** Work instruction **
The listing that follows is to be repeated exactly.

** Material provided **
########

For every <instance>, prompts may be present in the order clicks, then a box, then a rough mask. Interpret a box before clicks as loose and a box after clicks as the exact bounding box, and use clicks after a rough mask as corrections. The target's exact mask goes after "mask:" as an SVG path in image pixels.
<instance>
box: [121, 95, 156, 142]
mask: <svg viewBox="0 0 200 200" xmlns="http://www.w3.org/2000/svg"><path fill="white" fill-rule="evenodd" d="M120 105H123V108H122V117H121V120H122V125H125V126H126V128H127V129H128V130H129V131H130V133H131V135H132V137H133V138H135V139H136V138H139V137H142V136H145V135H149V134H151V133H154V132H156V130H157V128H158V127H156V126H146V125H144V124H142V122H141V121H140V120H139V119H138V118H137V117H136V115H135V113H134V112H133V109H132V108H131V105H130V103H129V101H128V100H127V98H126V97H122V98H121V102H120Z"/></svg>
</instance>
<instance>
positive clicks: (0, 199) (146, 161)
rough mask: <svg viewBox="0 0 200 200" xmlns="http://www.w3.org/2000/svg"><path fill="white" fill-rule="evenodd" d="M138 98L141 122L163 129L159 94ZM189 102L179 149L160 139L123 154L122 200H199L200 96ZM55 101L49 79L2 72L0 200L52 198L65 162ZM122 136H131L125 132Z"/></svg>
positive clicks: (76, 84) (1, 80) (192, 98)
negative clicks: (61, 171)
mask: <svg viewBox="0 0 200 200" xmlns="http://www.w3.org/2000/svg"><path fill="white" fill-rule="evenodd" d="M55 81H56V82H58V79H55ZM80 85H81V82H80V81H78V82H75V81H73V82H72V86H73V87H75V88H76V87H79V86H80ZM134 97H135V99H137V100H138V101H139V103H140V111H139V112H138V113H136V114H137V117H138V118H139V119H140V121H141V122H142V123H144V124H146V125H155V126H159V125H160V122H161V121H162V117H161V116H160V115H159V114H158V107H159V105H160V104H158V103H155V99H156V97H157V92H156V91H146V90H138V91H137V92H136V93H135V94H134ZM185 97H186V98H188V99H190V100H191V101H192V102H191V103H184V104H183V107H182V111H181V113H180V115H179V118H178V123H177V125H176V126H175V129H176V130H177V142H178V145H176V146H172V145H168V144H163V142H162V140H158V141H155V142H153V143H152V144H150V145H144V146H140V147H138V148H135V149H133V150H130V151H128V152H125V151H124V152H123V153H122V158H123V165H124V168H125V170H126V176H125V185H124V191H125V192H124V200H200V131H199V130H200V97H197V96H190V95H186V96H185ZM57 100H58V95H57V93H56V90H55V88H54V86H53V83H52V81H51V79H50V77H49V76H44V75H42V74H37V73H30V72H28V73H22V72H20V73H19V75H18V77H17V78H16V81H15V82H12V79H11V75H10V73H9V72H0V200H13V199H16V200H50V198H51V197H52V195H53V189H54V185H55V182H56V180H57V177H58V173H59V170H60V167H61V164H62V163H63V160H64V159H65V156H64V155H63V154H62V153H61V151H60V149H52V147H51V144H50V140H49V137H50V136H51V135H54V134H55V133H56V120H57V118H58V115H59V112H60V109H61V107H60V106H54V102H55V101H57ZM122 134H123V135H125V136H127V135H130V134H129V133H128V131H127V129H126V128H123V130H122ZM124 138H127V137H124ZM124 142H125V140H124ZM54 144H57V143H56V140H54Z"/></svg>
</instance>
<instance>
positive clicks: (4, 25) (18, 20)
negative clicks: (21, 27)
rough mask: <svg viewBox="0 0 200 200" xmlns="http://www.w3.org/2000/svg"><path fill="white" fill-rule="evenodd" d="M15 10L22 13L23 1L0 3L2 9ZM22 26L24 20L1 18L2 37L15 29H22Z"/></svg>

########

** Exercise result **
For every <instance>, prompts may be present in the order clicks, then a box, then a rough mask. Interpret a box before clicks as loose and a box after clicks as the exact bounding box, and use clicks after a rough mask as corrections. The target's exact mask goes after "mask:" as an SVG path in image pixels.
<instance>
box: [121, 95, 156, 142]
mask: <svg viewBox="0 0 200 200" xmlns="http://www.w3.org/2000/svg"><path fill="white" fill-rule="evenodd" d="M120 105H123V108H122V117H121V120H122V125H125V126H126V128H127V129H128V130H129V131H130V133H131V135H132V137H133V138H135V139H136V138H139V137H142V136H145V135H149V134H151V133H154V132H156V130H157V128H158V127H156V126H146V125H144V124H142V122H141V121H140V120H139V119H138V118H137V117H136V115H135V113H134V112H133V109H132V108H131V105H130V103H129V101H128V100H127V98H126V97H122V98H121V102H120Z"/></svg>
</instance>
<instance>
positive clicks: (0, 199) (146, 161)
rough mask: <svg viewBox="0 0 200 200" xmlns="http://www.w3.org/2000/svg"><path fill="white" fill-rule="evenodd" d="M138 98L141 122L163 129L159 94ZM189 102L179 149L160 139L123 154L122 200H199L200 96ZM55 101L49 79L2 72L0 200L52 198L65 162ZM122 136H131L125 132Z"/></svg>
positive clicks: (76, 84) (1, 80) (192, 98)
negative clicks: (61, 171)
mask: <svg viewBox="0 0 200 200" xmlns="http://www.w3.org/2000/svg"><path fill="white" fill-rule="evenodd" d="M55 81H56V82H58V79H55ZM80 85H81V82H80V81H78V82H75V81H73V82H72V86H73V87H75V88H76V87H79V86H80ZM134 97H135V99H137V100H138V101H139V103H140V111H139V112H138V113H136V114H137V117H138V118H139V119H140V121H141V122H142V123H144V124H146V125H155V126H159V125H160V122H161V121H162V117H161V116H160V115H159V114H158V107H159V105H160V104H158V103H155V99H156V97H157V92H156V91H146V90H138V91H137V92H136V93H135V94H134ZM185 97H186V98H188V99H190V100H191V101H192V102H191V103H184V104H183V107H182V111H181V113H180V115H179V118H178V123H177V125H176V126H175V129H176V130H177V142H178V145H176V146H172V145H168V144H163V142H162V140H158V141H155V142H153V143H152V144H150V145H144V146H140V147H138V148H135V149H133V150H130V151H128V152H125V151H124V152H123V153H122V158H123V165H124V168H125V170H126V176H125V185H124V191H125V192H124V200H200V131H199V130H200V97H197V96H190V95H186V96H185ZM57 100H58V95H57V93H56V90H55V88H54V86H53V83H52V81H51V79H50V77H49V76H44V75H42V74H37V73H30V72H28V73H22V72H20V73H19V75H18V77H17V78H16V81H15V82H12V79H11V75H10V73H9V72H0V200H13V199H16V200H50V198H51V197H52V195H53V189H54V185H55V182H56V180H57V177H58V173H59V170H60V167H61V164H62V163H63V160H64V159H65V156H64V155H63V154H62V153H61V151H60V149H52V147H51V144H50V140H49V137H50V136H51V135H54V134H55V133H56V120H57V118H58V115H59V112H60V109H61V107H60V106H54V102H55V101H57ZM122 134H123V135H125V136H127V135H130V134H129V133H128V131H127V129H126V128H123V130H122ZM124 138H127V137H124ZM124 142H125V140H124ZM54 144H57V143H56V140H54Z"/></svg>
</instance>
<instance>
positive clicks: (4, 25) (18, 20)
negative clicks: (21, 27)
rough mask: <svg viewBox="0 0 200 200" xmlns="http://www.w3.org/2000/svg"><path fill="white" fill-rule="evenodd" d="M15 10L22 13L23 1L0 3L2 9ZM22 26L24 20L1 18L2 37L15 29H22Z"/></svg>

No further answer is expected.